• Set exercise 1: From the forum post, reproduce everything from "My goal is to" up to and including "boundaries between GPUs.".
• Set exercise 2:
Answer these from the forum post, one answer per line with matching letters:
(a) Which library is Khronos built on?
(b) Which package does the writer expect to need for inter-GPU communication?
(c) Which package is named as another promising option for multi-GPU parallelization?

• Text extract:
------
Hi everyone!
I am a physicist and photonics engineer. Recently, Meta released a Julia package called Khronos to perform FDTD (Finite-Difference Time-Domain) simulations. The basic idea is to iteratively propagate light through a staggered grid by solving Maxwell’s equations.
Khronos is built on KernelAbstractions.jl, allowing it to run on both CPUs (x86 or Apple Silicon) and GPUs. However, it currently only supports a single GPU, which can be limiting for larger problems.
My goal is to extend Khronos to support multi-GPU simulations. I am reaching out for advice on which Julia packages could be useful for this task. Based on my research, I believe I will need to use something like MPI (MPI.jl) for inter-GPU communication. Following a suggestion from @luraess and @vchuravy on my original issue in the KA.jl GitHub, I am posting here for additional insights.
Here are some of the specific challenges I am facing:
- Halo Exchange: I need an efficient way to share boundary information (halo exchange) between adjacent subdomains after each time step. This is essential for managing the boundaries between GPUs.
- Monitors: I need to implement monitors to capture snapshots of the field at regular intervals. One type of monitor will capture the field after a fixed number of iterations, while another one will perform a Fourier transform on the data. To minimize communication overhead, I am considering processing the monitors on each GPU locally and only outputting the results at the end of the simulation.
Chmy.jl was initialy suggested, which seems suitable for managing halo exchange, but I am unsure if it’s the best choice for handling the monitors efficiently.
Another package that looks promising for multi-GPU parallelization is ImplicitGlobalGrid.jl.
Any advice, package recommendations, or insights would be greatly appreciated!
I will continue to dig on the subect on my side. And hopefully, I will get some great news soon!
Thanks for your help,
Lucas
------
(Dataset items)
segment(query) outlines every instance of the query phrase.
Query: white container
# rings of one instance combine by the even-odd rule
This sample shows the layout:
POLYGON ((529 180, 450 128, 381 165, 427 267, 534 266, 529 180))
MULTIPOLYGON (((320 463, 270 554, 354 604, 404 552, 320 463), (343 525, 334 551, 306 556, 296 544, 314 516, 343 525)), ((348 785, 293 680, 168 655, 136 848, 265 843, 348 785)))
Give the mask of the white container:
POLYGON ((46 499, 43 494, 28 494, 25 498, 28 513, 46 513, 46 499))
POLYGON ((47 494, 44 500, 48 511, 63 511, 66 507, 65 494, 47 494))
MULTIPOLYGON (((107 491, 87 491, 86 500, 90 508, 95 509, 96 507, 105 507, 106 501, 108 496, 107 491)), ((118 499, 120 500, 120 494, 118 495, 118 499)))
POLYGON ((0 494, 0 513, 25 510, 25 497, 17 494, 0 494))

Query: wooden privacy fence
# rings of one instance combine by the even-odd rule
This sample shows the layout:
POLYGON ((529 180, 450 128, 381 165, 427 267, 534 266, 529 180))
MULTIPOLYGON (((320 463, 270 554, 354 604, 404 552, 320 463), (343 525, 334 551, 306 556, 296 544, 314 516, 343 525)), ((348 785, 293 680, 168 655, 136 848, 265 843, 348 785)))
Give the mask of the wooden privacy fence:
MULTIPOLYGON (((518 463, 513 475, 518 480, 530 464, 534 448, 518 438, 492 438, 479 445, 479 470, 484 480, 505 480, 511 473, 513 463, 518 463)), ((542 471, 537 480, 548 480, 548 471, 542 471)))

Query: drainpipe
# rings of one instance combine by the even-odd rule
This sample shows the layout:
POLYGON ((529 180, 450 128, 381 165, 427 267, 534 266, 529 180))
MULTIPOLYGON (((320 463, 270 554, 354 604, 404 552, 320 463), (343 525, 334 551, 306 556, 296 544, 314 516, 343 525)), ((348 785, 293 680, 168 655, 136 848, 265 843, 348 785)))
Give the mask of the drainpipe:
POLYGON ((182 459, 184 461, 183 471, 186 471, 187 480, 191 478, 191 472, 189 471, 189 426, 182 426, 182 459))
------
• Expected output 1:
My goal is to extend Khronos to support multi-GPU simulations. I am reaching out for advice on which Julia packages could be useful for this task. Based on my research, I believe I will need to use something like MPI (MPI.jl) for inter-GPU communication. Following a suggestion from @luraess and @vchuravy on my original issue in the KA.jl GitHub, I am posting here for additional insights.
Here are some of the specific challenges I am facing:
- Halo Exchange: I need an efficient way to share boundary information (halo exchange) between adjacent subdomains after each time step. This is essential for managing the boundaries between GPUs.

• Expected output 2:
(a) KernelAbstractions.jl
(b) MPI.jl
(c) ImplicitGlobalGrid.jl